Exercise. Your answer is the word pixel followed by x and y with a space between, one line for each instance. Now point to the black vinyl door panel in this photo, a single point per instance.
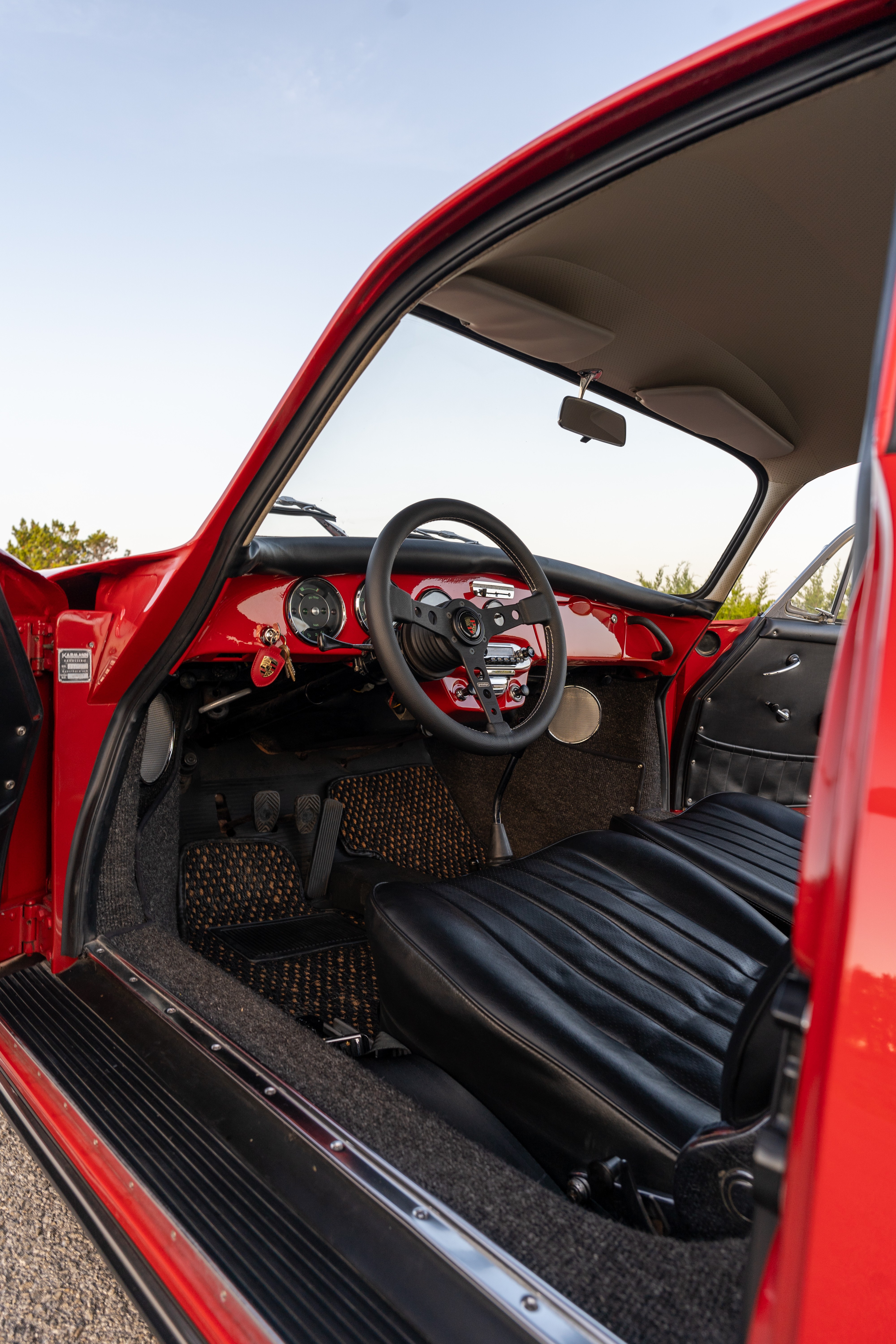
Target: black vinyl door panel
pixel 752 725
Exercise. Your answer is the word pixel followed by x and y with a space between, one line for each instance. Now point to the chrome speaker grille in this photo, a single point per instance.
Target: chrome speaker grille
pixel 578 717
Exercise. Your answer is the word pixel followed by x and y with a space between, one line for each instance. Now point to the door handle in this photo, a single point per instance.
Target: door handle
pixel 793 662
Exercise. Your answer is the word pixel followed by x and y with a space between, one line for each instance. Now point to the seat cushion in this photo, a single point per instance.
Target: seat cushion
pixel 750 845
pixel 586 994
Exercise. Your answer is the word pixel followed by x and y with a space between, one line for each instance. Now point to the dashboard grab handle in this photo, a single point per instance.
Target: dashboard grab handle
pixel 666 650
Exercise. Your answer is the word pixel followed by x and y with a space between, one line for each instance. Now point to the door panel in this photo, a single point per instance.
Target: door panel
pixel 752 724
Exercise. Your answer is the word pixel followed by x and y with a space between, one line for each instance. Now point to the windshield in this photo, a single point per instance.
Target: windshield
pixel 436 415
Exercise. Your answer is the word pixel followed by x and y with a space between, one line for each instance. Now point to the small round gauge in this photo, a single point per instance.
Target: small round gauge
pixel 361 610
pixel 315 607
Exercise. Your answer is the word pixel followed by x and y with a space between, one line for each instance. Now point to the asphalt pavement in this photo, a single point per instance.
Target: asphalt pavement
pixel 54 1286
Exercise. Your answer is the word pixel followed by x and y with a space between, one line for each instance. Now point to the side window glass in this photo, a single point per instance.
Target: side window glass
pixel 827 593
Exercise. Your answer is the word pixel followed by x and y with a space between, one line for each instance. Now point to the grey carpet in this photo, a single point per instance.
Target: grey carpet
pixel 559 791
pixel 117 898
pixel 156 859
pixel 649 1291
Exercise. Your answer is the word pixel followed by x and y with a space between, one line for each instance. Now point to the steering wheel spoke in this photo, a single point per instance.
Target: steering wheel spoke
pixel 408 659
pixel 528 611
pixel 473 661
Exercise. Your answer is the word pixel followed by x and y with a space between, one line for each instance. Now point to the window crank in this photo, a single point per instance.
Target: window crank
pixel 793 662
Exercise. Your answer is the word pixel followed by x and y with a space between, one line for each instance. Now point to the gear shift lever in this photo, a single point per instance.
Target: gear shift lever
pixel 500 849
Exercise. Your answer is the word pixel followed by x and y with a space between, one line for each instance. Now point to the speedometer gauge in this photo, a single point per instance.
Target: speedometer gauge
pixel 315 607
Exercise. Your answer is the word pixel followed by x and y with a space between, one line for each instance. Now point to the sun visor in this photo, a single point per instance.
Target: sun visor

▸ **TASK TO CARRY OUT**
Revise the records starting with the line that contains "to the asphalt" and going on through the line that contains "pixel 473 661", replacing "grey carpet" with "gray carpet" and leaving everything else unchanged. Give only those lines.

▸ **TASK ANSWER**
Exercise. Your answer is the word pixel followed by x and y with a space between, one line for each instance. Now point to the asphalt pavement in this photo, a single point per instance.
Target: asphalt pavement
pixel 54 1286
Exercise. Your answer is the word pixel followed by x and y with a space between, one line for each instance. Now point to the side window glass in this photo, a single point per instance.
Target: side window glass
pixel 827 593
Exercise. Your answer is the word pixel followed by x and y with a space between, one line for each instance. Now point to the gray carpet in this photo, a single point per instance.
Target: gray carpet
pixel 559 791
pixel 117 898
pixel 156 859
pixel 649 1291
Exercise. Your answer is the word pixel followed by x and y with a space between, one line for each instance. Now point to the steering wheel spoke in this photo, a single point per instance.
Target: steering wheel spoke
pixel 408 659
pixel 528 611
pixel 473 661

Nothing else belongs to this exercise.